Police: Bisard Was Joking Seconds Before Crash

Transcription Outlines Messages Sent Between Officers

David Bisard was joking with another officer on his in-car computer seconds before he slammed into a group of motorcyclists stopped at a red light, killing one, records show.

Indianapolis police on Thursday released a transcript of the messages sent back and forth between the officers in the minutes leading up to the Aug. 6 crash.

More: Read Full Report | Transcript Of Officer David Bisard's Computer Conversation

An internal police investigation released Wednesday showed Bisard voluntarily dispatched himself to help serve a warrant at 11:17 a.m.

He was operating with lights and sirens running, a violation of department policy on non-emergency runs, and was traveling at 73 mph in a 40 mph zone, weaving in and out of traffic, investigators said.

At the same time, police said Bisard was sending and receiving electronic messages not related to police business on the laptop in his vehicle.

At 11:18:11 a.m., Bisard typed, "Why not?" in response to a message from Officer Joseph Maxey that said, "Don't show up with ketchup & mustard all over your shirt," referring to the Indiana State Fair.

Maxey responded, "Its (sic) not tactical" at 11:18:39, to which Bisard typed, "It smells good" at 11:19:03.

The next message, the last in the conversation, was sent by Maxey at 11:20:04 a.m. and reads, "I dare u to show up with a big ass elephant ear."

At 11:21:42, Bisard radioed in that he had been involved in a personal-injury accident and that he needed an ambulance right away.

[Extracted lines]
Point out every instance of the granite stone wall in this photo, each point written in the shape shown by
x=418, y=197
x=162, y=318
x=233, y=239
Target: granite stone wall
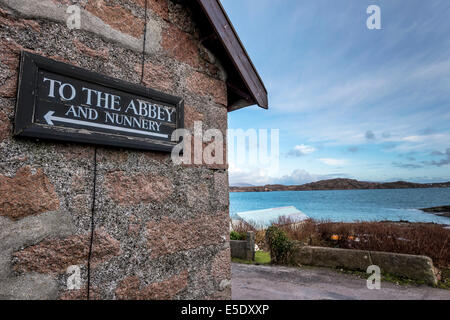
x=160, y=229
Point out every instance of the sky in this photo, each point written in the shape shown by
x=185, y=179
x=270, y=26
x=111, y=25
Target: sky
x=348, y=102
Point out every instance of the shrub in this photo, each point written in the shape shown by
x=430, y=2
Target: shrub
x=427, y=239
x=237, y=236
x=281, y=247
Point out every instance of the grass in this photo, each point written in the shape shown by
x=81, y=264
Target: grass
x=261, y=258
x=445, y=279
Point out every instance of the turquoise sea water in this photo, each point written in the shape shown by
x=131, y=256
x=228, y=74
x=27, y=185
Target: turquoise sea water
x=350, y=205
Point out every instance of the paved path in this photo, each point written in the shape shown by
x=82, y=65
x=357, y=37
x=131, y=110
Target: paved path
x=250, y=282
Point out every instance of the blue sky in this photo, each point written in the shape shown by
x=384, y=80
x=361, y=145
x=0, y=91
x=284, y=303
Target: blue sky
x=349, y=102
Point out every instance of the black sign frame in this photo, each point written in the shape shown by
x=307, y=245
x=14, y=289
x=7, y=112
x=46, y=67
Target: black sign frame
x=25, y=124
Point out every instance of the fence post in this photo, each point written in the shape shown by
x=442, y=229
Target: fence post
x=250, y=245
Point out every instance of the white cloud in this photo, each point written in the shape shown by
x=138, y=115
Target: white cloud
x=333, y=162
x=301, y=150
x=261, y=177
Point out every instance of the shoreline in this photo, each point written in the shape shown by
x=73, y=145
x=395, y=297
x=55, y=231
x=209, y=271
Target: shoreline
x=340, y=184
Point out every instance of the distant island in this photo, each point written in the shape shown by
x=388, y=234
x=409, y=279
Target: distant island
x=338, y=184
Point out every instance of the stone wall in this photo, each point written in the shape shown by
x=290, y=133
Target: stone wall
x=415, y=267
x=160, y=230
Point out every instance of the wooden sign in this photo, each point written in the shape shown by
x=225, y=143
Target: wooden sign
x=59, y=101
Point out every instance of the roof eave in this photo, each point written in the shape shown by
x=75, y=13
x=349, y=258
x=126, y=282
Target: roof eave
x=236, y=51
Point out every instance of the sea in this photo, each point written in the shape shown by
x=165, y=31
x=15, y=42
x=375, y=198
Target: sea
x=350, y=205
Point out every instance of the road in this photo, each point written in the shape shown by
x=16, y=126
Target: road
x=250, y=282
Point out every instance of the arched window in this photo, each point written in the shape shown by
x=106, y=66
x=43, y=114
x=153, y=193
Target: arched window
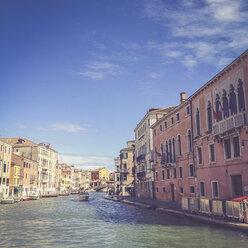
x=218, y=108
x=198, y=125
x=173, y=150
x=179, y=148
x=167, y=151
x=209, y=116
x=155, y=155
x=189, y=141
x=241, y=98
x=225, y=105
x=233, y=102
x=170, y=152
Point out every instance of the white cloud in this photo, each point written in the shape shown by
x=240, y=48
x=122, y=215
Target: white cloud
x=208, y=31
x=88, y=162
x=100, y=70
x=67, y=127
x=148, y=88
x=154, y=75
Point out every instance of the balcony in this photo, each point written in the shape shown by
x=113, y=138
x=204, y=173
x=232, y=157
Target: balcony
x=141, y=158
x=124, y=171
x=45, y=180
x=230, y=123
x=141, y=175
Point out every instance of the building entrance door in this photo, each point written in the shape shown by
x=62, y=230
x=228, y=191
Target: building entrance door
x=237, y=185
x=172, y=192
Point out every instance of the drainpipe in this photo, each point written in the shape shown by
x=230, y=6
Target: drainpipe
x=192, y=137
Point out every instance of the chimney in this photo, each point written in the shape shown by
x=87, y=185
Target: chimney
x=183, y=97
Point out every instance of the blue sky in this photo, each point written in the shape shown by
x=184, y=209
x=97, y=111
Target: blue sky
x=80, y=74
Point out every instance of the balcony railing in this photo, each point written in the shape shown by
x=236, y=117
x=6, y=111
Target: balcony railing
x=124, y=170
x=141, y=175
x=230, y=123
x=140, y=158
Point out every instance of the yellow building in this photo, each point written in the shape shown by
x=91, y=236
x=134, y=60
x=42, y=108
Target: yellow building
x=5, y=163
x=66, y=182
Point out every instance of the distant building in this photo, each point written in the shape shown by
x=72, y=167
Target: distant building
x=45, y=156
x=26, y=180
x=5, y=163
x=117, y=174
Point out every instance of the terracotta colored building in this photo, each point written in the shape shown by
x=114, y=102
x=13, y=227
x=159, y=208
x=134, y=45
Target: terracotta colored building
x=173, y=153
x=127, y=169
x=200, y=148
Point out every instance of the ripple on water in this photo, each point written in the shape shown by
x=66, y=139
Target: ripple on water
x=65, y=222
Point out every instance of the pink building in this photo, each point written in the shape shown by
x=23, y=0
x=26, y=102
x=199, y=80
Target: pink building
x=201, y=147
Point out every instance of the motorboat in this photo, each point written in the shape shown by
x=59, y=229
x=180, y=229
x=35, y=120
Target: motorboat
x=7, y=201
x=83, y=196
x=25, y=198
x=34, y=197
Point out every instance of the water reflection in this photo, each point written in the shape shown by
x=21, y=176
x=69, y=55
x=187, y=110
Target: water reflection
x=65, y=222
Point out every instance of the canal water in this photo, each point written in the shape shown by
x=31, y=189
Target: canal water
x=66, y=222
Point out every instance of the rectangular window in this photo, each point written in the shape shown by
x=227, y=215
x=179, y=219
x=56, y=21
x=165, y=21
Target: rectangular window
x=227, y=147
x=180, y=172
x=192, y=189
x=156, y=176
x=191, y=170
x=236, y=147
x=162, y=174
x=199, y=150
x=202, y=189
x=154, y=132
x=212, y=153
x=215, y=190
x=175, y=172
x=187, y=110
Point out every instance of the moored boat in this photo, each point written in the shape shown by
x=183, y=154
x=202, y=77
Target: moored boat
x=34, y=197
x=7, y=201
x=25, y=198
x=84, y=196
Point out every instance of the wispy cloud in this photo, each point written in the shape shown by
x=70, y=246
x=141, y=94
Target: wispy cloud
x=67, y=127
x=148, y=88
x=154, y=75
x=88, y=162
x=208, y=31
x=101, y=69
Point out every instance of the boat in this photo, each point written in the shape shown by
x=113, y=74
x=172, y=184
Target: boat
x=50, y=195
x=25, y=198
x=17, y=199
x=34, y=197
x=7, y=201
x=64, y=194
x=84, y=196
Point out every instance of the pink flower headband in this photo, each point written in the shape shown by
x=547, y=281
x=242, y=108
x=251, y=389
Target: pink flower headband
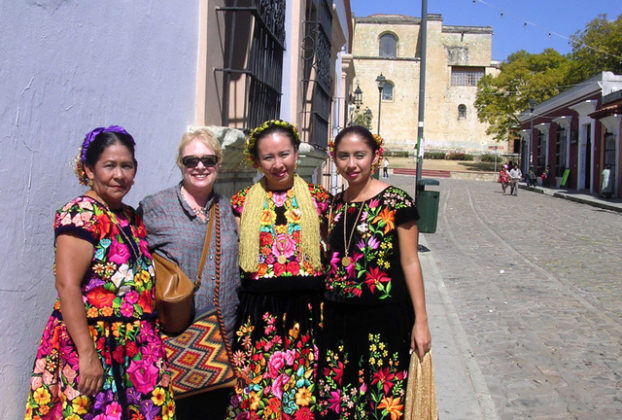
x=88, y=139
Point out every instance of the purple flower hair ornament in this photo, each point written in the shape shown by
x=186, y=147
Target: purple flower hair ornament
x=88, y=139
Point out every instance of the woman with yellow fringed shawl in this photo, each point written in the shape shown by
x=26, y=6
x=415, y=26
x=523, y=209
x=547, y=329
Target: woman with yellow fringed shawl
x=281, y=219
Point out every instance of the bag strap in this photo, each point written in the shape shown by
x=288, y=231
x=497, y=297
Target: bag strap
x=221, y=322
x=208, y=238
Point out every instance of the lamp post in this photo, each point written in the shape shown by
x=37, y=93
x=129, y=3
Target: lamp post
x=532, y=105
x=358, y=96
x=380, y=81
x=367, y=114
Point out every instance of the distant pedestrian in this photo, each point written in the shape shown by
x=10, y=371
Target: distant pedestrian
x=385, y=168
x=606, y=182
x=101, y=355
x=515, y=176
x=374, y=309
x=531, y=177
x=504, y=178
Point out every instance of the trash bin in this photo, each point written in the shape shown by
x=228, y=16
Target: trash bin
x=427, y=206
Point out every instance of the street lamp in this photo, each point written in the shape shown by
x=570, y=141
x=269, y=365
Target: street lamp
x=368, y=117
x=358, y=96
x=380, y=81
x=532, y=105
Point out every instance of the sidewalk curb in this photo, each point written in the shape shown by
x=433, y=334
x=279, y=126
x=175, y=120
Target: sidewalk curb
x=462, y=392
x=590, y=201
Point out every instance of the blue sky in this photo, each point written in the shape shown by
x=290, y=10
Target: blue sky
x=560, y=18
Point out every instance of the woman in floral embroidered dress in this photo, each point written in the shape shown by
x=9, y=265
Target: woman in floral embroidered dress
x=374, y=314
x=101, y=356
x=275, y=350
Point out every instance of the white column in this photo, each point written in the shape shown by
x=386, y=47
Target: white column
x=544, y=129
x=583, y=109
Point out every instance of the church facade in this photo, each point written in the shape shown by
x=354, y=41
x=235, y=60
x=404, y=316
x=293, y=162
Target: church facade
x=457, y=58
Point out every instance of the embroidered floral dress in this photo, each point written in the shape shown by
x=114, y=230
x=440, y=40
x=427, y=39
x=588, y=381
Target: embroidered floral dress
x=368, y=314
x=118, y=298
x=275, y=349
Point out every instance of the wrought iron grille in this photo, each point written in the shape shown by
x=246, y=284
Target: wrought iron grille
x=317, y=82
x=263, y=72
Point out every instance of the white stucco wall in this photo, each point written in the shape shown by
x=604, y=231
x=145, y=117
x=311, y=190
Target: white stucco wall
x=66, y=67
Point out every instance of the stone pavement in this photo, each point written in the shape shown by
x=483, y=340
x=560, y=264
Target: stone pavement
x=614, y=204
x=524, y=300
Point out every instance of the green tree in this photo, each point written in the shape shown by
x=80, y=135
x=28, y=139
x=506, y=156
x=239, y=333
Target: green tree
x=596, y=48
x=523, y=76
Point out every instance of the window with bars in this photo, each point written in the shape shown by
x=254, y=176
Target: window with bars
x=560, y=150
x=540, y=153
x=388, y=46
x=466, y=76
x=461, y=111
x=387, y=91
x=256, y=68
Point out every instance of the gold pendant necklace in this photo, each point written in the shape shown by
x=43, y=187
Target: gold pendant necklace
x=346, y=260
x=131, y=242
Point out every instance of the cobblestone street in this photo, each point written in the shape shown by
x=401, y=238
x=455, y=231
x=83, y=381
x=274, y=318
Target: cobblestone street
x=536, y=282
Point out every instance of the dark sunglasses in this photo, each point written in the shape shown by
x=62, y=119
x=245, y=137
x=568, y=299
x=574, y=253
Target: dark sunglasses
x=192, y=161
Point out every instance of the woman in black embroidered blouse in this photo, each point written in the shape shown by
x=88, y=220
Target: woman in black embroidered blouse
x=375, y=313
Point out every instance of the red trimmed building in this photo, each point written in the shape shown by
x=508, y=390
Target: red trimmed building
x=579, y=130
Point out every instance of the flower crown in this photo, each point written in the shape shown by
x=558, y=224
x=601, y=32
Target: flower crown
x=251, y=141
x=83, y=149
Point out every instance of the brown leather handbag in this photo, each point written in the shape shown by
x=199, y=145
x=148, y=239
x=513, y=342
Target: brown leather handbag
x=175, y=291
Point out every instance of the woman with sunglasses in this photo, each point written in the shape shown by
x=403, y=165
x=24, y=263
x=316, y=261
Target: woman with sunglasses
x=101, y=355
x=176, y=220
x=275, y=348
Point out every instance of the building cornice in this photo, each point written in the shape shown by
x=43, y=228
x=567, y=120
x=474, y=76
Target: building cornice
x=369, y=57
x=455, y=29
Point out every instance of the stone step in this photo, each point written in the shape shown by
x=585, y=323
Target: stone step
x=438, y=173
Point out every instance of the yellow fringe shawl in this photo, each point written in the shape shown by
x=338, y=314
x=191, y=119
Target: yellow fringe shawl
x=251, y=218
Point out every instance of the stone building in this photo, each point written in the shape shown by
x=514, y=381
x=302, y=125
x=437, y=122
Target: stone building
x=457, y=58
x=577, y=134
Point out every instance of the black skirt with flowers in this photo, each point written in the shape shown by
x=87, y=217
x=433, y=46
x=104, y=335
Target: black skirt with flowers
x=275, y=350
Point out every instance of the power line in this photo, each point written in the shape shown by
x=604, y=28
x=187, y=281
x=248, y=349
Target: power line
x=551, y=33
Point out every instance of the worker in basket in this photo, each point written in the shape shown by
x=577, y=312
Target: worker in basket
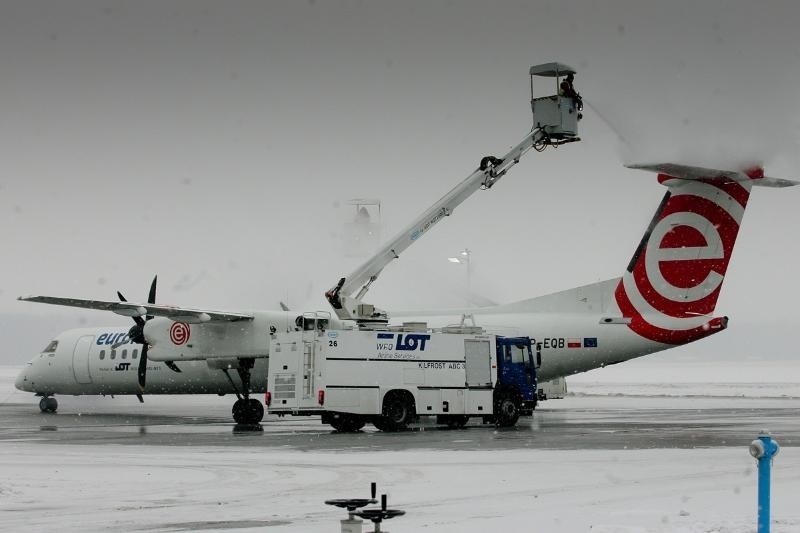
x=568, y=90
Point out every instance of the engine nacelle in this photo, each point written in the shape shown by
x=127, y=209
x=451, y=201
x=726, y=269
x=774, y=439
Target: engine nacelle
x=171, y=340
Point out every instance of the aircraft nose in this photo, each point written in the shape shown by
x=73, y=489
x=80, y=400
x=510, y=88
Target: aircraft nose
x=22, y=382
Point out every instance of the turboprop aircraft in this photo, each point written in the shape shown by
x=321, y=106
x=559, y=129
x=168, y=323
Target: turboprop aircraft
x=666, y=297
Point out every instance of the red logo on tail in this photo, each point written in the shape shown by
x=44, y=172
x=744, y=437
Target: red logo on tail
x=674, y=280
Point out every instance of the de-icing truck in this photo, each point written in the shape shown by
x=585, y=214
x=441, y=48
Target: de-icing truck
x=390, y=376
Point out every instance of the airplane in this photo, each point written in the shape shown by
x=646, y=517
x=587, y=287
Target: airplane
x=666, y=297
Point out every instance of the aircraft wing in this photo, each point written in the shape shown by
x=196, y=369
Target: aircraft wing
x=178, y=314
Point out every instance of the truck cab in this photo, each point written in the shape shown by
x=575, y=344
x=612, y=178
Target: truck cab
x=516, y=371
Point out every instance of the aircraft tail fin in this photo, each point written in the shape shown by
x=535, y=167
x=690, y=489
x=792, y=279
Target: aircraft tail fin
x=672, y=283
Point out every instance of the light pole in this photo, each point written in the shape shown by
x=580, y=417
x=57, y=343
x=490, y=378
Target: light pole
x=464, y=258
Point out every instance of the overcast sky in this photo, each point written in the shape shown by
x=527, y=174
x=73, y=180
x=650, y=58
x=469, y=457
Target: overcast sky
x=216, y=144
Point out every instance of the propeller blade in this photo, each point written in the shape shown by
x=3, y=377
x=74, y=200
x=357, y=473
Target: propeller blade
x=142, y=374
x=137, y=319
x=151, y=298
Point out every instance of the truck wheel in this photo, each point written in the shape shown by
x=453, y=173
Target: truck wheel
x=398, y=412
x=506, y=410
x=347, y=423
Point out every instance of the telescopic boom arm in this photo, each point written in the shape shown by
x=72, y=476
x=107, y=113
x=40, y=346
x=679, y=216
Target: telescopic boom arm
x=346, y=296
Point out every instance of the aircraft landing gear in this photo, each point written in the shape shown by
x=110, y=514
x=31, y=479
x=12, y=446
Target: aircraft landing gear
x=245, y=410
x=48, y=404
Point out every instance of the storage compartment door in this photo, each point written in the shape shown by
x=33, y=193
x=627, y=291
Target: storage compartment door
x=478, y=357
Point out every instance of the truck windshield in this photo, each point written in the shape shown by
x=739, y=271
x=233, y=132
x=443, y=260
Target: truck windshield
x=51, y=348
x=517, y=354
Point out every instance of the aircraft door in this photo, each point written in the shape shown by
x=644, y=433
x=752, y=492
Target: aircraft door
x=80, y=359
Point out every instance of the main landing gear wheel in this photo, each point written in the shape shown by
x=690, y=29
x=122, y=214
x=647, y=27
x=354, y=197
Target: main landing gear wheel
x=456, y=421
x=48, y=404
x=347, y=423
x=247, y=411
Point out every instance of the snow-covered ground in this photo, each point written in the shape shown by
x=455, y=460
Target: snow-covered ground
x=103, y=487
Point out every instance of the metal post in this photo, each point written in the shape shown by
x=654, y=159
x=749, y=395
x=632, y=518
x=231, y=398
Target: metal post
x=764, y=448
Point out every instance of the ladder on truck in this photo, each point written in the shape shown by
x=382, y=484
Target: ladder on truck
x=555, y=122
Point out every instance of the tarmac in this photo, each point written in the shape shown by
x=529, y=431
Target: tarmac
x=574, y=423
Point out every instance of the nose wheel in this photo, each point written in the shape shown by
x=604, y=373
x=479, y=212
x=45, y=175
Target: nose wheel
x=247, y=411
x=48, y=404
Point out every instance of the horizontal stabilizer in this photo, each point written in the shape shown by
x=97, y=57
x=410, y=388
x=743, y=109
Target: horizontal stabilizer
x=178, y=314
x=754, y=176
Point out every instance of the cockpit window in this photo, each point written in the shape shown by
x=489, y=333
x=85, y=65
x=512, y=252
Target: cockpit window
x=51, y=348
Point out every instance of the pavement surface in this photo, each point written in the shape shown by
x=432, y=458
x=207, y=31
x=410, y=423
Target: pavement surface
x=583, y=422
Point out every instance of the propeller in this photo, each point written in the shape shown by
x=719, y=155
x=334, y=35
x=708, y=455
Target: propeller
x=136, y=333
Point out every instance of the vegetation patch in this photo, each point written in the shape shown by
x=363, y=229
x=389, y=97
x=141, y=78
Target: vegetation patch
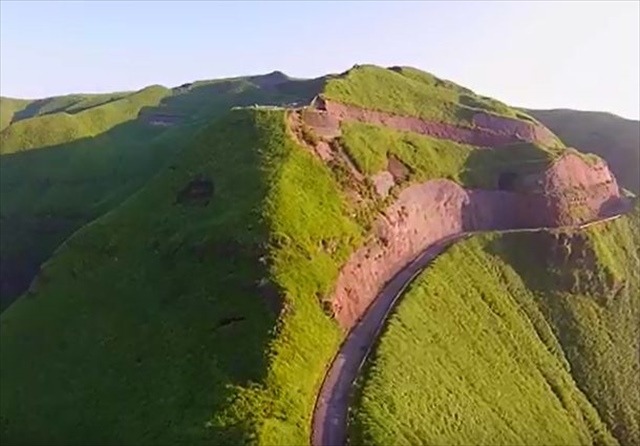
x=411, y=92
x=371, y=147
x=149, y=304
x=530, y=343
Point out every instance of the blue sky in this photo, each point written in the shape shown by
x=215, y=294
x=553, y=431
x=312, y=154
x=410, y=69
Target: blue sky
x=583, y=55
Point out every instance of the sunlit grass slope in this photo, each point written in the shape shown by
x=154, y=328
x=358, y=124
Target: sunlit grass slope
x=408, y=91
x=163, y=322
x=513, y=339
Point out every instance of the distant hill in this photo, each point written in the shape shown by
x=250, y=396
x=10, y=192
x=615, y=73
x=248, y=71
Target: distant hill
x=615, y=139
x=188, y=266
x=67, y=160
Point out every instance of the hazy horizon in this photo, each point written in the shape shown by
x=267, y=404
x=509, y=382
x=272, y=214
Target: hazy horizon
x=542, y=55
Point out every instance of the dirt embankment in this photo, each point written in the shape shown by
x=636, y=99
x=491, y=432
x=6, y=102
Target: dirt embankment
x=487, y=131
x=571, y=192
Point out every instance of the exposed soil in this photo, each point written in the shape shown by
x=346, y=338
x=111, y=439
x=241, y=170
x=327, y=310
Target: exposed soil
x=488, y=131
x=573, y=192
x=427, y=217
x=570, y=192
x=197, y=192
x=329, y=425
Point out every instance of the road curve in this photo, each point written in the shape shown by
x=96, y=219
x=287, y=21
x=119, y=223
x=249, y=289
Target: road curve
x=329, y=421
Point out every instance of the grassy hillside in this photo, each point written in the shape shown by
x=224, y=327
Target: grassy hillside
x=371, y=146
x=615, y=139
x=183, y=302
x=59, y=128
x=177, y=313
x=98, y=150
x=534, y=341
x=8, y=108
x=407, y=91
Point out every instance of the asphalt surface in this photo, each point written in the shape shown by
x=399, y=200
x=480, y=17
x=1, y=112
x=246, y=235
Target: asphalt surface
x=329, y=425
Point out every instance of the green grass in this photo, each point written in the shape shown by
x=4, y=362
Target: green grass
x=59, y=128
x=429, y=158
x=533, y=341
x=408, y=91
x=124, y=318
x=609, y=136
x=57, y=175
x=8, y=108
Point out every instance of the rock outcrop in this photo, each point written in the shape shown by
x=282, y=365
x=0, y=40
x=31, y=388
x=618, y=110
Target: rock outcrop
x=487, y=131
x=571, y=192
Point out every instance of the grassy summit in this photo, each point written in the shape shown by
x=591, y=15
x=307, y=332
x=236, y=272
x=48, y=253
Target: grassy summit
x=189, y=263
x=613, y=138
x=67, y=160
x=407, y=91
x=162, y=311
x=533, y=341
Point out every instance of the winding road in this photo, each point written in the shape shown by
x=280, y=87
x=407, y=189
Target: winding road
x=329, y=423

Task instructions -
Could you carry the article on Officer David Bisard's crash forward from the point where it stops?

Exercise result -
"I need a medic rush to, uh, five six and Brendon Park Way. I've been involved in a PI accident. I've hit a motorcycle and there's two people down. Actually there's three people down," Bisard said over the radio, according to the internal report. "Rush, please rush."

Investigators that compiled the report called the crash preventable.

Eric Wells, 30, was killed in the crash, while Mary Mills, 47, and Kurt Weekly, 44, were seriously injured.

It was later determined that Bisard had a blood alcohol content of 0.19 after the crash, but alcohol-related charges were later dropped because the blood draw had been obtained illegally, prosecutors said.

The internal investigation found that poor crash scene management and conflicting policies within the department led to the botched investigation.

Bisard declined to be interviewed as part of the internal investigation. He has been recommended for termination.

TheIndyChannel originally incorrectly attributed parts of the conversation between Bisard and Maxey based on information provided by police. The quotes of the transcript have been corrected.